-------- Extrait de page

Dans les premières communautés chrétiennes
était-on en adoration devant l’enfant-Dieu, devant un bébé né il y a
quelques décades ? Croyait-on qu’on était sauvé par un nourrisson ?
Certainement pas. Dans son récit de la
naissance du Christ, Luc nous parle de l’enfant bien sûr, mais
que dit-il ? Au chapitre 2, versets 11 et 12 qui constituent le
cœur de l’annonce aux bergers, Luc crée un contraste entre la
grandeur des titres –Sauveur, Messie, Seigneur– et la petitesse
du signe –bébé, langes, mangeoire– pour nous faire saisir
comment Dieu arrive dans nos vies et de quelle manière il est
sauveur : il n’arrive pas en force, à grands coups d’éclats, en
armure guerrière comme s’y attendait le messianisme juif. Il le
fait dans la discrétion, dans la vulnérabilité d’un petit
enfant, sans s’imposer, au risque de passer inaperçu.
♪
« Il vous est né aujourd'hui un Sauveur
qui est le Messie, Seigneur
dans la ville de David.
Et tel sera pour vous le signe:
Vous trouverez un enfant dans des langes
et couché dans une mangeoire.»
Lc 2,11-12
Un peu plus loin,
au verset 15, Luc fait parler les bergers ainsi :
♪
« Allons donc jusque dans Bethléem
et voyons cette parole qui vient d’arriver
et que le Seigneur nous a fait connaître. »
Lc 2,15
Dans son récit, Luc
fait un glissement de volontaire entre le bébé qui vient de naître
(v.11) et la parole qui vient d’advenir (v.15), nous amenant
ainsi à un autre niveau de lecture. Il associe l’enfant naissant
à la parole arrivant dans notre humanité. Il ne s’agit pas
seulement d’un simple lien entre l’enfant et la parole, mais
d’une superposition, et, dans la théologie de Luc, d’une
équivalence entre la naissance du Sauveur et la naissance de la
Parole chez nous. Cette parole qu’il nous fait connaître, cette
parole qu’il fait résonner en nous, elle ne s’impose pas, ne
nous oblige pas, elle vit, elle attire notre attention, et
peut nous sauver.

----------------
-------- Données extraites

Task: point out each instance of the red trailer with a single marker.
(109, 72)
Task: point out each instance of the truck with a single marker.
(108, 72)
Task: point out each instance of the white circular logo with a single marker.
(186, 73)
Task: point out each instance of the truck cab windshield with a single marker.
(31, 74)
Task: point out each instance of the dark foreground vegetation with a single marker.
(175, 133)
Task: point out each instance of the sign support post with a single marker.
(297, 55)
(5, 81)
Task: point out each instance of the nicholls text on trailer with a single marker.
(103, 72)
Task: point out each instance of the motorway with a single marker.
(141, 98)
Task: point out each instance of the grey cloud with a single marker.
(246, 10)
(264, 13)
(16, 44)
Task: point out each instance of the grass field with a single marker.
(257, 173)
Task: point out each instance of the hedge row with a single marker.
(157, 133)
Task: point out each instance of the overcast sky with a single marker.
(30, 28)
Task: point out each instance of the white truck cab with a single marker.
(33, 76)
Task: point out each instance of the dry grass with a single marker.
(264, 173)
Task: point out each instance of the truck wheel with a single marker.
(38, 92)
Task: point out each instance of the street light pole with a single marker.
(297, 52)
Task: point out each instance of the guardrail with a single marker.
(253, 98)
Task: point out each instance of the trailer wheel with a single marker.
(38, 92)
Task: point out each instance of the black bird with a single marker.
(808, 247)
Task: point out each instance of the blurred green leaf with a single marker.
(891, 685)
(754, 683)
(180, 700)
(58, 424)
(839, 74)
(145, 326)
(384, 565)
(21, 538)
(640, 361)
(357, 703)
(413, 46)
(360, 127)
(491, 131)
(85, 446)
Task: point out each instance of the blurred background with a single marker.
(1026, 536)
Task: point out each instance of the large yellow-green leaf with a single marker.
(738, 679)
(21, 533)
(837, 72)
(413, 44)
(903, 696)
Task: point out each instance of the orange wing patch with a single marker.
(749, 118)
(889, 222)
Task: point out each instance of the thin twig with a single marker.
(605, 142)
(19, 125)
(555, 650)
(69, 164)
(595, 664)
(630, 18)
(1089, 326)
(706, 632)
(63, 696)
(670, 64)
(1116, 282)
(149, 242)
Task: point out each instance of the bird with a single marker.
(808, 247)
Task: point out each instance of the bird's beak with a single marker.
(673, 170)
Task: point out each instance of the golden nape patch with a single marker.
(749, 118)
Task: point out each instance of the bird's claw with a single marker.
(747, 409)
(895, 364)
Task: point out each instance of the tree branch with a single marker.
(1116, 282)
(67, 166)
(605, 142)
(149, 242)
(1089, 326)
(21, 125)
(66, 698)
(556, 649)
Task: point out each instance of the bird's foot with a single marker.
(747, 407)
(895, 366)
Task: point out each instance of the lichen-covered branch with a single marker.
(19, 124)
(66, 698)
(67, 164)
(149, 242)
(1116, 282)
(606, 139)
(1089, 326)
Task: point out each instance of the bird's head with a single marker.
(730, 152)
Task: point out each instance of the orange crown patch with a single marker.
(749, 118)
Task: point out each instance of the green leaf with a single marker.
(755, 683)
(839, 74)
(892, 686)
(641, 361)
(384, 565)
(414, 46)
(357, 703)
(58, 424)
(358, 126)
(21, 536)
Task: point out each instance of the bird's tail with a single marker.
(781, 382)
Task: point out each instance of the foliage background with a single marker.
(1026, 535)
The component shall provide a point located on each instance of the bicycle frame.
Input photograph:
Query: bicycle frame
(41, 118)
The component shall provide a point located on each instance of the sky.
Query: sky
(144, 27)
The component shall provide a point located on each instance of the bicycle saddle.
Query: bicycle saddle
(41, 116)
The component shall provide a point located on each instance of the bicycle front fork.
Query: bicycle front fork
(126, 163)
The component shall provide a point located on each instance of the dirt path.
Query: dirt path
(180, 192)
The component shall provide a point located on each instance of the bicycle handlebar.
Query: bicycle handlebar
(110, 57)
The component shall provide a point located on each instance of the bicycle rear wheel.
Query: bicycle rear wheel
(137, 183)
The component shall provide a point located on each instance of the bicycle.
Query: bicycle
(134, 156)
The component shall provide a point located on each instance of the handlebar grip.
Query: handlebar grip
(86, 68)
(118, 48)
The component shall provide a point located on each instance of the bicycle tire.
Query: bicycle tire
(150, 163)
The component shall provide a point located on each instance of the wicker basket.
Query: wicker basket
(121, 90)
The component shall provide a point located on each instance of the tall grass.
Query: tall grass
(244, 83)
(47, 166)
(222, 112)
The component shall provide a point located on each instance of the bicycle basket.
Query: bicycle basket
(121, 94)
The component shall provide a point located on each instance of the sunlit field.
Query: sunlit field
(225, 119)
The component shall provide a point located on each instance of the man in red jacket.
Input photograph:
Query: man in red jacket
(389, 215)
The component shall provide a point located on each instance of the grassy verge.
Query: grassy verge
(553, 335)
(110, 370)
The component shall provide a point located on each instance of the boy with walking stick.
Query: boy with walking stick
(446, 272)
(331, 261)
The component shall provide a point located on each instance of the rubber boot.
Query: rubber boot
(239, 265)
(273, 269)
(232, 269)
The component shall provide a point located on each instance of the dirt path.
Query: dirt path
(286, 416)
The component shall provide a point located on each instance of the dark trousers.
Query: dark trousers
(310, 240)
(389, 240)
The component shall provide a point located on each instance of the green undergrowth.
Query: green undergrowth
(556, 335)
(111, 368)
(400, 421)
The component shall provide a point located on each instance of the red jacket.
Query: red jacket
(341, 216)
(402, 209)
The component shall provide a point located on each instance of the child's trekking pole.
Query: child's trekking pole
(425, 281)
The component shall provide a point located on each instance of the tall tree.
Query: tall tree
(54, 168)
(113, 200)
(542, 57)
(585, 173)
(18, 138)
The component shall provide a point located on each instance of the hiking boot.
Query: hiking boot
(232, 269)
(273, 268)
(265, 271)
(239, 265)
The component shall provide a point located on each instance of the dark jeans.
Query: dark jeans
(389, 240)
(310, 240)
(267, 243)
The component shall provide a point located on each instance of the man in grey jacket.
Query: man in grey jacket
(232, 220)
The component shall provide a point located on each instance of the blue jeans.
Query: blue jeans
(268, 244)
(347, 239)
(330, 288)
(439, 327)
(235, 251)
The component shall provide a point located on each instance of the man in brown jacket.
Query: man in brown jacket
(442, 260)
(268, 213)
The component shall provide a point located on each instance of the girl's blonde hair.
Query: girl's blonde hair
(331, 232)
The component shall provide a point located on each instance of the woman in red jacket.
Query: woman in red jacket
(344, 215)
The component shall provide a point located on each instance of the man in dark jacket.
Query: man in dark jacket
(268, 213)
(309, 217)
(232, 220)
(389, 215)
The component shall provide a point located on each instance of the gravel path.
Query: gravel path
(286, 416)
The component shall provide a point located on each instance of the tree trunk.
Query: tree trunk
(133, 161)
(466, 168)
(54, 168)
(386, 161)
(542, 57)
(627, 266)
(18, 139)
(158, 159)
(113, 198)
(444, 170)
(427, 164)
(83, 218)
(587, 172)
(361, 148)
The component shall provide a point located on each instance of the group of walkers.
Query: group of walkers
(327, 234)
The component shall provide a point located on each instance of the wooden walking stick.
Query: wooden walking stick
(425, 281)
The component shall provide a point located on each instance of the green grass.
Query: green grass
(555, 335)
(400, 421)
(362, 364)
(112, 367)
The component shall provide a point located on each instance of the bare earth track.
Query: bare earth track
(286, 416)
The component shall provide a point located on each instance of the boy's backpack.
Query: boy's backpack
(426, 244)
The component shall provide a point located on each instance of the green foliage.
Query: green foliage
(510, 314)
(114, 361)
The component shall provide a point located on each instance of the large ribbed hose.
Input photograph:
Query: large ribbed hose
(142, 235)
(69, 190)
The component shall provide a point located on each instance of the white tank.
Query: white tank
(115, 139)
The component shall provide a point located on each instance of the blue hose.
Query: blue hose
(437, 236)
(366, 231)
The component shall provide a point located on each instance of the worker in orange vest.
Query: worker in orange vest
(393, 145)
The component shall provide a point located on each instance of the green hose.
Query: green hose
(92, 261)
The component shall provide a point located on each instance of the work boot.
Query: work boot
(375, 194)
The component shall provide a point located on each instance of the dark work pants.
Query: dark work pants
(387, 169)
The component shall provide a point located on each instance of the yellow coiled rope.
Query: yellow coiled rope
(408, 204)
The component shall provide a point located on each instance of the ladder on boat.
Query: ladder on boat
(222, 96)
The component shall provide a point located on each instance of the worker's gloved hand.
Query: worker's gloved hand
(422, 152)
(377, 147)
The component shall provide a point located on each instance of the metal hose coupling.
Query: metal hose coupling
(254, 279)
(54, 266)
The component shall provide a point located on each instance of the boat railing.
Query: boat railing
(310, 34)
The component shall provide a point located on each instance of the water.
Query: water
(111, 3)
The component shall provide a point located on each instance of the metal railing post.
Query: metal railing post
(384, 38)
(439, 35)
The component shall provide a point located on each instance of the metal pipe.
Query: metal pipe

----------------

Travail à faire
Reproduisez, s'il vous plaît, le passage de l'extrait sur le récit de Luc qui commence par « Dans les premières » et se poursuit jusqu'à « un nourrisson ? ». Les lignes n'ont aucun rapport avec l'extrait sur le récit de Luc.

Résultat obtenu
Dans les premières communautés chrétiennes
était-on en adoration devant l’enfant-Dieu, devant un bébé né il y a
quelques décades ? Croyait-on qu’on était sauvé par un nourrisson ?